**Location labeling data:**
----

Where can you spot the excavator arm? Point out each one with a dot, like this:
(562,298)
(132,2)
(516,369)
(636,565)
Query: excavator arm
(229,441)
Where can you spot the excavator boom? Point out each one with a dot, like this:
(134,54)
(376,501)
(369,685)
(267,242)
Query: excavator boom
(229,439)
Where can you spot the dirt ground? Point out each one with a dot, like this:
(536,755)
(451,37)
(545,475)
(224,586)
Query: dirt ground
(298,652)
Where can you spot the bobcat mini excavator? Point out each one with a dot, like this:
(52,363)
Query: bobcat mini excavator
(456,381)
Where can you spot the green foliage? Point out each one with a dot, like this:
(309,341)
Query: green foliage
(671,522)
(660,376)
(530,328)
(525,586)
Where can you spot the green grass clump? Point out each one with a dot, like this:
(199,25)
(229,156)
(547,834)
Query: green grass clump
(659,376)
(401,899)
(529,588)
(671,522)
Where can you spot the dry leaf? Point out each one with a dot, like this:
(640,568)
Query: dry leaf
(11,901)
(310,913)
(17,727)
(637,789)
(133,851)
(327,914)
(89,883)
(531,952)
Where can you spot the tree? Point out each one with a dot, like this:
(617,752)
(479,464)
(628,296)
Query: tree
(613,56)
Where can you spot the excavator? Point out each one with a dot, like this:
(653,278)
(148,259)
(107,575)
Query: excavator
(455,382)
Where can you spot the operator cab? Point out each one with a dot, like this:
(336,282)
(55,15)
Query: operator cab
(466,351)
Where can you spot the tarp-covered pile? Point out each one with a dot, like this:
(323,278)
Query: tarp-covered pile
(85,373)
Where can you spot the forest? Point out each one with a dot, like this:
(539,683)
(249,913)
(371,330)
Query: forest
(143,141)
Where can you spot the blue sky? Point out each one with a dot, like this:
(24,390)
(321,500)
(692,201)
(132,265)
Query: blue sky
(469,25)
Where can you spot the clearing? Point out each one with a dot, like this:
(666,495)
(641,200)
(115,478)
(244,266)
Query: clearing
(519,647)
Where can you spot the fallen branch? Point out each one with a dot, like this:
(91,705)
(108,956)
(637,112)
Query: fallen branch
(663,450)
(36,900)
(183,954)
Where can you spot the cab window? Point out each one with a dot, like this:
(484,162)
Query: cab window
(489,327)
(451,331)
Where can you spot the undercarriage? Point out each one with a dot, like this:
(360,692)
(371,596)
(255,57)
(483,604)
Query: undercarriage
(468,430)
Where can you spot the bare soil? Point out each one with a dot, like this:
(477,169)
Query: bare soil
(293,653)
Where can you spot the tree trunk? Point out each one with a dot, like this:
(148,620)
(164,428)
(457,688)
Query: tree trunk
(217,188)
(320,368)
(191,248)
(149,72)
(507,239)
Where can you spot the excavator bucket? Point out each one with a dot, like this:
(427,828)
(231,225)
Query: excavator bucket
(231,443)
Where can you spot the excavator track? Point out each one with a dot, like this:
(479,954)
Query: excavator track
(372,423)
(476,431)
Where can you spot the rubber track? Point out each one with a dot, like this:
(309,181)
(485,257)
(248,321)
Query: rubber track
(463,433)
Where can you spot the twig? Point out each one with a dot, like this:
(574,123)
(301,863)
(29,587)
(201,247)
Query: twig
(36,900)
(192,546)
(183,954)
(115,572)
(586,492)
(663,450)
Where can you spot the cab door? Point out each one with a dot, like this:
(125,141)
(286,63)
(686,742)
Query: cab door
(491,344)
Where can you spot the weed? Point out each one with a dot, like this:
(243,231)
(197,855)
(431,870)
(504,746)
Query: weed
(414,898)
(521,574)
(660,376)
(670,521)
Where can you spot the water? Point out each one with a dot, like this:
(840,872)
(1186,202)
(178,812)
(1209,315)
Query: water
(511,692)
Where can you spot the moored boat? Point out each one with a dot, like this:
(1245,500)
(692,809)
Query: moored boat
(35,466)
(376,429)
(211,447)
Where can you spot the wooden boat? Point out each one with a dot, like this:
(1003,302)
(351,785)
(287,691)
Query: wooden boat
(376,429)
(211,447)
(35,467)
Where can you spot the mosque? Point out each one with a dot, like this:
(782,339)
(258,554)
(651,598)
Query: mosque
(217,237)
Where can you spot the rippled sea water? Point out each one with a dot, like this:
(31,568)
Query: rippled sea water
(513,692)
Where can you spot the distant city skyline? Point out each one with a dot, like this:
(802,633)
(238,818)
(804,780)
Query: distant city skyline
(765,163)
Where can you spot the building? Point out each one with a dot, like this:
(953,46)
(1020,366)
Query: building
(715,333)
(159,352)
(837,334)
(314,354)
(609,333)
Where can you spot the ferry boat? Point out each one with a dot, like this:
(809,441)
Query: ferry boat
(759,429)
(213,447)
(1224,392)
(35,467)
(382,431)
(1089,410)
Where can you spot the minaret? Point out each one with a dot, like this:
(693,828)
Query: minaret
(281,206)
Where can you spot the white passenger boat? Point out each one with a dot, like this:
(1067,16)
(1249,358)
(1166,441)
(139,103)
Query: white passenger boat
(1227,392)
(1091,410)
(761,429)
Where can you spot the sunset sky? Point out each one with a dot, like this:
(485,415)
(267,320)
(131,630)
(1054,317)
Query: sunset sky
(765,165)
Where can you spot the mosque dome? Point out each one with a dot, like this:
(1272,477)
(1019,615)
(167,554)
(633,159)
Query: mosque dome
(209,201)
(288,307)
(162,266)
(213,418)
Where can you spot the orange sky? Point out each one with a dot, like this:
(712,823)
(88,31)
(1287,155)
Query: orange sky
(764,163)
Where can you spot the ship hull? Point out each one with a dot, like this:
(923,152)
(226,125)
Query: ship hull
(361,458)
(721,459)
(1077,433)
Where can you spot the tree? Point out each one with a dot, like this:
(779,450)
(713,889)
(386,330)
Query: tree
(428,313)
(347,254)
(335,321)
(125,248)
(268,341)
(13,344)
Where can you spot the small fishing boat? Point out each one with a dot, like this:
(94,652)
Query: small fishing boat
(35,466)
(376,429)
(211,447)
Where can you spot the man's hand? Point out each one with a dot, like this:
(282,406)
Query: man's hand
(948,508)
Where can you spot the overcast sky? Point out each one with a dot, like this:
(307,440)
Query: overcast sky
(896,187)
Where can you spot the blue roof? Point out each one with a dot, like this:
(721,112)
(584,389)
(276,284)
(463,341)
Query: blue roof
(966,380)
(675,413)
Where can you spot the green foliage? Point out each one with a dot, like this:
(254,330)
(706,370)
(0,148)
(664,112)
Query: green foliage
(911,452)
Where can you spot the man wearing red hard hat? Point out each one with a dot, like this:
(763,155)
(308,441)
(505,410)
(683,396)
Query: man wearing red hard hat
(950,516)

----

**Exercise objective:** Reproduce word for word the lines of the data from the one containing "Where can you spot the man's" through the end of the data, including both ends.

**Result:**
Where can you spot the man's hand? Point out each one with a dot, like this:
(282,406)
Query: man's hand
(948,508)
Where can you spot the overcast sky? Point out each one with a dot, like this:
(307,440)
Query: overcast sky
(896,187)
Where can you spot the blue roof? Point out each one with a dot, like this:
(721,112)
(584,389)
(276,284)
(463,341)
Query: blue roof
(966,380)
(675,413)
Where can you spot the green foliage? Point out each one with a dot, like this:
(254,330)
(706,370)
(0,148)
(664,112)
Query: green foliage
(911,452)
Where can you spot the man wearing red hard hat? Point out each one with a dot, like this:
(763,155)
(308,441)
(505,410)
(683,396)
Query: man wearing red hard hat
(950,516)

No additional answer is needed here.